Attività:
Riprendi il testo sulle proteste in Iran e prosegui dopo la sua ultima frase.

Testo di partenza:
_ _ _

Mentre le proteste in Iran proseguono imperterrite, centinaia di ragazze hanno manifestato sintomi di malessere dovuto ad avvelenamento.
A quanto pare, le uccisioni e le torture a cui sono stati sottoposti milioni di manifestanti non sono abbastanza. In Iran la situazione si fa sempre più tesa, da quando le proteste contro il regime hanno avuto inizio in seguito all’omicidio di Mahsa Amini. La 22enne ha perso la vita lo scorso settembre dopo essere stata arrestata dalla polizia religiosa per non aver indossato l’hijab in modo corretto. La sua morte sospetta ha scatenato una reazione pubblica sfociata in un duro scontro tra i cittadini e lo Stato.
A partire da quel momento il Paese è precipitato nel caos. Centinaia di persone sono state uccise e oltre 20 mila manifestanti sono finiti in carcere. La popolazione ha dimostrato di essere più agguerrita che mai, senza tirarsi indietro, nemmeno davanti a tanta violenza. In base a quanto emerso negli scorsi giorni, sarebbe stata adoperata un’altra strategia per soggiogare le ragazza che frequentano le scuole. L’istruzione e la cultura, strettamente collegate ad una maggiore libertà e alla possibilità di riscatto sociale, non sono ben viste dal regime.

_ _ _

Dati di localizzazione dei punti:
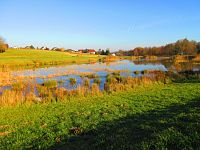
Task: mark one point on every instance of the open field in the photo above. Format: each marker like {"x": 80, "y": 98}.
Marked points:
{"x": 29, "y": 58}
{"x": 156, "y": 117}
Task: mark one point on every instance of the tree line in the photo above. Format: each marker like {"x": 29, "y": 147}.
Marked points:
{"x": 181, "y": 47}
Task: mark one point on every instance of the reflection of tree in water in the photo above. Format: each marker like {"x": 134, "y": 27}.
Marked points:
{"x": 185, "y": 66}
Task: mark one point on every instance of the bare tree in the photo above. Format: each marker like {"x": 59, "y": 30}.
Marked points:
{"x": 2, "y": 45}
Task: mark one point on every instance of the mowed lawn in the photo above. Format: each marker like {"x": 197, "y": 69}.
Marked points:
{"x": 154, "y": 117}
{"x": 14, "y": 57}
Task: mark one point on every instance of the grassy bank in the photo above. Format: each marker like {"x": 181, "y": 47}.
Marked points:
{"x": 158, "y": 116}
{"x": 13, "y": 58}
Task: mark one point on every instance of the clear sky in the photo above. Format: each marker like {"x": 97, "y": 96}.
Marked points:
{"x": 115, "y": 24}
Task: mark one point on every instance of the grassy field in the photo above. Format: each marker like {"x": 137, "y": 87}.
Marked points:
{"x": 14, "y": 58}
{"x": 157, "y": 117}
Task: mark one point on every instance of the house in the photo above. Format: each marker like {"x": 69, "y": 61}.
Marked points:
{"x": 15, "y": 47}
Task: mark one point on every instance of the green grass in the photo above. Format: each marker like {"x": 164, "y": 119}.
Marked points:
{"x": 154, "y": 117}
{"x": 13, "y": 58}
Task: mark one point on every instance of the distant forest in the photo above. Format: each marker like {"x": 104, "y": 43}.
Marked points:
{"x": 181, "y": 47}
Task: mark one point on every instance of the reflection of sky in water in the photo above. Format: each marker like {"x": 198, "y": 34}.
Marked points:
{"x": 119, "y": 65}
{"x": 98, "y": 68}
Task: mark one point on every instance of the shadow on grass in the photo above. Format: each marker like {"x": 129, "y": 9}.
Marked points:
{"x": 175, "y": 127}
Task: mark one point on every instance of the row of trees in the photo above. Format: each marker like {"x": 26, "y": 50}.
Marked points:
{"x": 184, "y": 46}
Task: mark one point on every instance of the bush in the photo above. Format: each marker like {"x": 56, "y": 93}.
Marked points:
{"x": 72, "y": 81}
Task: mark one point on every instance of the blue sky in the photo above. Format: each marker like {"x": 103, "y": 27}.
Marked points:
{"x": 115, "y": 24}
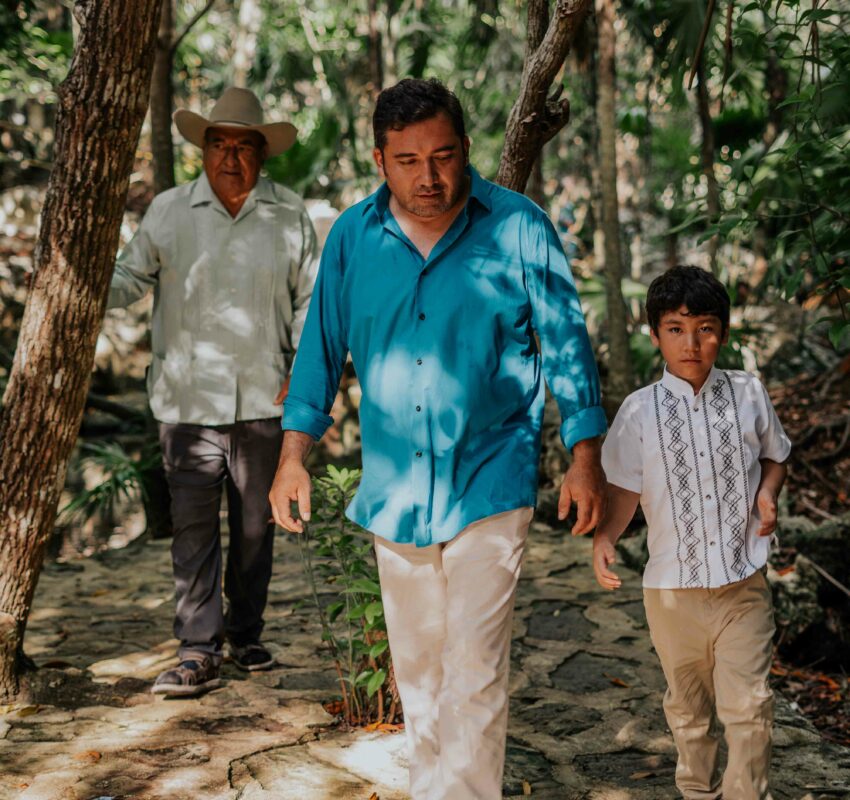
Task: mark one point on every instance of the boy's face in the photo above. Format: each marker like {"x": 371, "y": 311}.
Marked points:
{"x": 689, "y": 344}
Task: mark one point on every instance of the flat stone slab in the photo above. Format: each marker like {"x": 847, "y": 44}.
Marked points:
{"x": 586, "y": 720}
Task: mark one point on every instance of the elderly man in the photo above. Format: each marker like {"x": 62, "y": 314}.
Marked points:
{"x": 232, "y": 260}
{"x": 437, "y": 284}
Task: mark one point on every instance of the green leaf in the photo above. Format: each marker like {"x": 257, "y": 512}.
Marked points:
{"x": 363, "y": 677}
{"x": 373, "y": 611}
{"x": 375, "y": 682}
{"x": 379, "y": 648}
{"x": 365, "y": 586}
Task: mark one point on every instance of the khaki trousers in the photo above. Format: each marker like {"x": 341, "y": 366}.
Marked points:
{"x": 715, "y": 647}
{"x": 449, "y": 609}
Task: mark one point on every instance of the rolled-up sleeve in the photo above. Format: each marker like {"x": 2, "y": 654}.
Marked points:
{"x": 322, "y": 349}
{"x": 568, "y": 363}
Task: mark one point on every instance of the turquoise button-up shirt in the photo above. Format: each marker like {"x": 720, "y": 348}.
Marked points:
{"x": 445, "y": 350}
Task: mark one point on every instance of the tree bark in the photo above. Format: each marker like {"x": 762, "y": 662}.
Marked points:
{"x": 707, "y": 160}
{"x": 162, "y": 102}
{"x": 245, "y": 46}
{"x": 101, "y": 107}
{"x": 620, "y": 380}
{"x": 536, "y": 118}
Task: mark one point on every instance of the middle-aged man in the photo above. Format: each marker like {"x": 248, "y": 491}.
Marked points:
{"x": 232, "y": 260}
{"x": 437, "y": 284}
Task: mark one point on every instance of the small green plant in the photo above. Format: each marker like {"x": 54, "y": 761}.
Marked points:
{"x": 339, "y": 554}
{"x": 123, "y": 478}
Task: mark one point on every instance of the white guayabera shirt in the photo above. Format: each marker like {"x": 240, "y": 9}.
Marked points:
{"x": 694, "y": 460}
{"x": 230, "y": 299}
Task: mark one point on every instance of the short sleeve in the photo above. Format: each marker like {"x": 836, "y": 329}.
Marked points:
{"x": 775, "y": 444}
{"x": 622, "y": 450}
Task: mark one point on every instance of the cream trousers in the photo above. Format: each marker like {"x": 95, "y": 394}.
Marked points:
{"x": 715, "y": 647}
{"x": 449, "y": 609}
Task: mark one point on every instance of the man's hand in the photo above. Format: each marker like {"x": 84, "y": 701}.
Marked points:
{"x": 604, "y": 555}
{"x": 291, "y": 484}
{"x": 585, "y": 484}
{"x": 766, "y": 502}
{"x": 281, "y": 395}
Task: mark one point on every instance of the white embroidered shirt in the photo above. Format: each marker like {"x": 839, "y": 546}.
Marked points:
{"x": 695, "y": 461}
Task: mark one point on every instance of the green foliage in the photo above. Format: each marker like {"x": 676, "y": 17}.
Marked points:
{"x": 122, "y": 476}
{"x": 338, "y": 557}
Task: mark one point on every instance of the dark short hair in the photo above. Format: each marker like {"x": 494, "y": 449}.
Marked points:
{"x": 696, "y": 289}
{"x": 414, "y": 100}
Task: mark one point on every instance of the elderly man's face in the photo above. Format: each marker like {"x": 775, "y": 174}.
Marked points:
{"x": 232, "y": 161}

_ _ _

Risposta:
Soprattutto da quando le proteste sono cominciate. Diverse giovani, infatti, si sono mostrate senza velo nelle loro aule in segno di protesta. Il caso di Masooumeh, 14enne che è stata stuprata e uccisa per essersi tolta l’hijab a scuola, è diventato emblematico. Negli ultimi mesi centinaia di ragazze residenti in diverse città dell’Iran hanno manifestato sintomi di malessere dovuto ad avvelenamento. Sono almeno 200 le studentesse ad aver riportato tosse, difficoltà respiratorie, mal di testa, nausea, palpitazioni e sonnolenza.
Iran, cosa si sa dei casi di avvelenamento
A fine novembre si è verificato il primo caso presso una scuola superiore di Qom, seconda città santa dell’Iran celebre per il santuario di Hażrat-é Maʿsūmeh. Ad oggi, sono circa 14 le scuole finite nel mirino. Il viceministro dell’Educazione Younes Panahi ha spiegato che i responsabili hanno fatto ricorso a sostanze chimiche non ancora identificate: ciò che è sicuro è che non stati usati prodotto chimici di guerra. Di conseguenza “una grande percentuale degli agenti chimici usati sono curabili”, come affermato dal viceministro. Tuttavia secondo alcune testimonianze (diffuse nelle scorse ore su Twitter) una delle vittime di avvelenamento avrebbe perso la vita: Fatemeh Rezaei sarebbe morta a soli 11 anni.
Panahi, proseguendo, ha dichiarato che l’avvelenamento rientrerebbe in un piano volto a chiudere le scuole, in particolare quelle femminili. I responsabili, inoltre, sarebbero intenzionati a spaventare le giovani studentesse e vendicarsi per via delle loro proteste. Lo ha affermato un medico specializzato nei trattamenti per le vittime di avvelenamento. A detta del dottore, intervistato dal Guardian anonimamente, l’avvelenamento sarebbe stato provocato da un agente organofosfato con l’obiettivo di terrorizzare le “studentesse che sono le pioniere delle recenti proteste”.